__Exercise aim__. The entries are to be printed again word for word, but no picture may appear.

══ Records provided

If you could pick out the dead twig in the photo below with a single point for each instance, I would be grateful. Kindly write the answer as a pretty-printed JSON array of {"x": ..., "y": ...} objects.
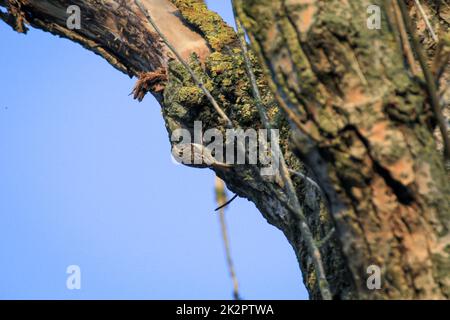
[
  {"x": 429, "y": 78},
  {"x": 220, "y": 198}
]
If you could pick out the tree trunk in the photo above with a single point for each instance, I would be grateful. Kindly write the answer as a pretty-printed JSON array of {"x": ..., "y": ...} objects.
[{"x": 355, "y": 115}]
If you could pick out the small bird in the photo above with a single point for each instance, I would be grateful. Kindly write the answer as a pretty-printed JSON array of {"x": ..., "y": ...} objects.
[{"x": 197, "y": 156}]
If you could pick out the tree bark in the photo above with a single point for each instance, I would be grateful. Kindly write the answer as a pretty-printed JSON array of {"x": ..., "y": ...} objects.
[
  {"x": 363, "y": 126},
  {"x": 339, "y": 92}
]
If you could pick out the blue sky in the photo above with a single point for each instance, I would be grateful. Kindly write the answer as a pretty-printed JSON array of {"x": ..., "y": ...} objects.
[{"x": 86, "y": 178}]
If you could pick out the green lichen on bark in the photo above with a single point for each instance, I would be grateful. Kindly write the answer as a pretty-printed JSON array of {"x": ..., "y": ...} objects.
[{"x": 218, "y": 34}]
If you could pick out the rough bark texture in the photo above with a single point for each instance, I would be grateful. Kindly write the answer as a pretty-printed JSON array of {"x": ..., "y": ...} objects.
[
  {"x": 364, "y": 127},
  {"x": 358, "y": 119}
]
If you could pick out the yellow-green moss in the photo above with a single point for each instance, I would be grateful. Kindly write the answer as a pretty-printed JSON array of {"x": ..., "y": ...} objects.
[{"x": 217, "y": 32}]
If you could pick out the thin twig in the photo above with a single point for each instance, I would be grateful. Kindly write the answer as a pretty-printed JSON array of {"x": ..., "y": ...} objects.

════

__Answer box__.
If you could pick out the dead twig in the photo below with a single point for each instance, I would be grateful. Kindly write the answer as a pretty-printed JSON array of {"x": ..., "y": ...} objects.
[
  {"x": 429, "y": 78},
  {"x": 220, "y": 198}
]
If you could pick out the tree trunk in the photo above with a single point for each instance, I would be grateful. Kindly write the answer as a pretty-printed JSON array of {"x": ..., "y": ...} objects.
[{"x": 355, "y": 115}]
If you could pick out the small bird in the photo above with a single point for each instance, I would be grateful. Kindly write the answer as a pretty-printed JSON array of {"x": ..., "y": ...} objects.
[{"x": 197, "y": 156}]
If you could pick out the tree bark in the photo above with a single point for each instance, I would be grateful. Kindly write the answer as a pretty-printed JSON array of {"x": ..., "y": ...} objects.
[
  {"x": 363, "y": 126},
  {"x": 339, "y": 92}
]
If you could pick out the blue sky in the photo above with a single point for each instance, I would be grateful. Kindly write the answer as a pretty-printed JSON array of {"x": ..., "y": ...} objects.
[{"x": 86, "y": 178}]
If you could pick out the green lichen on bark in the photo above with a single point for each instance, I would be grateful. Kindly write the answer as a pretty-printed JSON array of {"x": ..., "y": ...} objects.
[{"x": 218, "y": 34}]
If you could pick out the rough bark texture in the photo above with a single point for each instance, I would be grateful. Kindly write the answer as a pretty-printed JSON array of {"x": ..., "y": ...} objects.
[
  {"x": 364, "y": 127},
  {"x": 358, "y": 119}
]
If you could pick out the yellow-green moss in the photo above with a single point for each instance, I would be grateful. Kindly write the answer as a pretty-printed JSON array of {"x": ..., "y": ...} objects.
[{"x": 217, "y": 32}]
If you could pick out the thin twig in the photo above with a single point for each instance, I would be grateful. Kindly write the answer as a pretty-printed JSON array of {"x": ..., "y": ...} objects.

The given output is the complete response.